> **TEKS BACAAN**:
· · ·

Kepala SMK Merapi dan SMK Merbabu memiliki visi yang jelas dan kuat.
Kepala SMK Merapi memiliki visi pribadi untuk memandirikan sekolah,
sementara kepala SMK Merbabu memiliki visi untuk memiliki unit-unit produksi
yang terpadu dengan sekolah serta menghadirkan nuansa industri ke dalam
lingkungan sekolah. Visi kepala SMK Merapi terbentuk oleh keprihatinan terhadap
kondisi sekolah yang selalu mengalami defisit sejak sekolah berdiri tahun 1976
hingga sekarang. Kepala sekolah menyadari bahwa menggantungkan kepada bantuan
yayasan secara terus-menerus dalam membiayai kegiatan sekolah dan menjamin
kesejahteraan para guru dan karyawan merupakan tindakan yang harus dihindari.
Kepala sekolah menyebut visi pribadinya sebagai tanggung jawab moral atau
kewajiban moral untuk mengentaskan sekolah dari keadaan yang dialami selama ini.
22
Sementara itu, visi kepala SMK Merbabu untuk memiliki unit-unit produksi
yang terpadu dan menghadirkan nuansa industri ke dalam lingkungan sekolah
terbentuk oleh keprihatinannya terhadap sulitnya mendapatkan industri yang
memadai untuk pelaksanaan praktik kerja bagi para siswa. Para siswa terpaksa harus
pergi ke kota-kota besar untuk mendapatkan industri guna pelaksanaan praktik kerja.
Ini berarti para siswa harus tinggal di kota lain selama menjalani praktik kerja, yang
biasanya berlangsung anatara satu hingga dua bulan sehingga orang tua siswa harus
mengeluarkan biaya tambahan yang tidak sedikit. Biaya hidup para siswa selama
menjalani praktik kerja ditanggung oleh orang tua siswa. Kepala sekolah menganggap
pentingnya memberikan bekal pengalaman nyata kepada para siswa, namun pada sisi
lain setiap tahun sekolah selalu harus membebani biaya tambahan untuk biaya hidup
para siswa selama menjalani praktik kerja di kota-kota besar.

· · ·

> **YANG AKAN DIKERJAKAN**:
A - Menurut teks bacaan, sejak tahun berapa SMK Merapi selalu mengalami defisit?
B - Kalikan setiap koordinat titik dalam jawaban pada daftar dengan 0,25, mulai dari baris yang memuat "point per instance: chopped" sampai baris terakhir daftar, lalu bulatkan hasilnya ke bilangan bulat dengan nilai setengah dibulatkan ke atas. Tuliskan kembali hanya baris-baris tersebut, termasuk baris permintaannya.
Teks bacaan dan daftar yang menyertainya tidak saling berkaitan.

· · ·

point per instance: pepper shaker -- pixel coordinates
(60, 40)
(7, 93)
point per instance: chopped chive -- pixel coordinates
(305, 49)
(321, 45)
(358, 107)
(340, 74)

· · ·

> **SEBAGAI TANGGAPAN**:
A - Sejak sekolah itu berdiri pada tahun 1976.

B -
point per instance: chopped chive -- pixel coordinates
(76, 12)
(80, 11)
(90, 27)
(85, 19)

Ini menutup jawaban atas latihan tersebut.